Instructions for the task.
Could you please return each line of the data that has the word "below"?

Dataset content.
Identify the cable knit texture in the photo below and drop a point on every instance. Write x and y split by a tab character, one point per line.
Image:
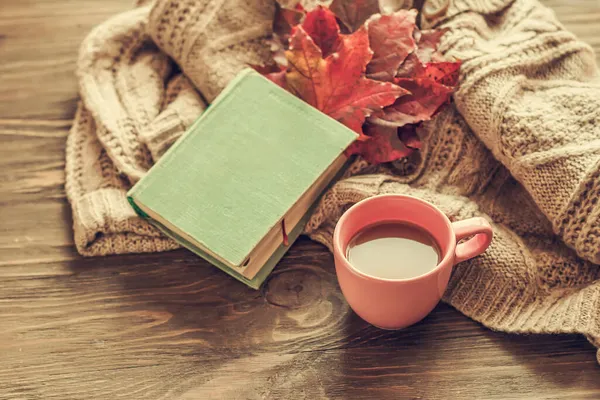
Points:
520	146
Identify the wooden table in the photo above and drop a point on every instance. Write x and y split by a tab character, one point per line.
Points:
169	325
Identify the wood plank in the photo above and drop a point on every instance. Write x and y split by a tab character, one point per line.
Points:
171	326
149	325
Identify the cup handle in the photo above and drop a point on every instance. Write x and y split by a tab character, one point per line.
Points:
473	247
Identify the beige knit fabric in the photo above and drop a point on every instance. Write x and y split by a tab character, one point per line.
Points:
520	146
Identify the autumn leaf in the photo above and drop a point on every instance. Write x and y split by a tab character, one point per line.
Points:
322	27
336	84
382	144
445	72
354	13
391	39
425	98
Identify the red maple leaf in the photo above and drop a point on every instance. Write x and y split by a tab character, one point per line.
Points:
382	144
425	98
322	27
336	84
354	13
445	72
408	79
391	39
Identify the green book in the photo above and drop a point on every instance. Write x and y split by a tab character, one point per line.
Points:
244	177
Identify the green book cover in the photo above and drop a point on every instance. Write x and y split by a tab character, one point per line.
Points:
256	157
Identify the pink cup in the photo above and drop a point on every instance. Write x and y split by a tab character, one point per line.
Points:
398	303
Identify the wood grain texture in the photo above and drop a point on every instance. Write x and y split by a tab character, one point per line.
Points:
169	326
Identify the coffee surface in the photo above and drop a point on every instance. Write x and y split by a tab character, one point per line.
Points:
393	250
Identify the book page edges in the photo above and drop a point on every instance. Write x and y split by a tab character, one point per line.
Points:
256	259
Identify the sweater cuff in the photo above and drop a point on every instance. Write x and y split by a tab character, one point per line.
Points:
579	224
104	223
435	12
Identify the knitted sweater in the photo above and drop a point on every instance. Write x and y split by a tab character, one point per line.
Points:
519	146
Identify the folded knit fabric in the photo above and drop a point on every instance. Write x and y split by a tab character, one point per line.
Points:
521	145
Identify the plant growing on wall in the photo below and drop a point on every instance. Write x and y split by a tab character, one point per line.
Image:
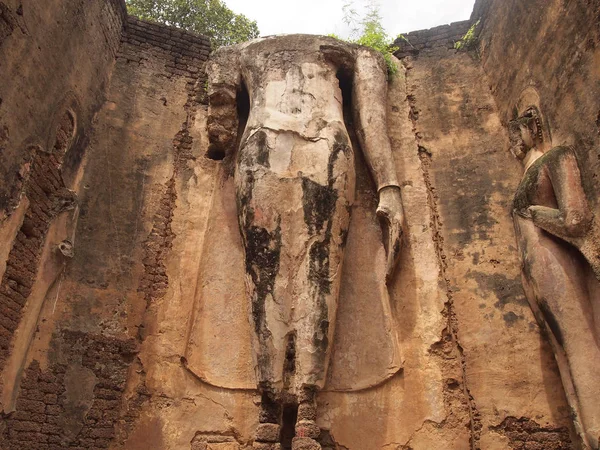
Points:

Completed exercise.
Identify the cable knit texture in the photo below and drop a point on every instance. Write x and y split by a tab character, one point per line.
Identify the plant growing on wall in the photo below and drop a point on every instance. Write x and y split by a tab character, one point per line.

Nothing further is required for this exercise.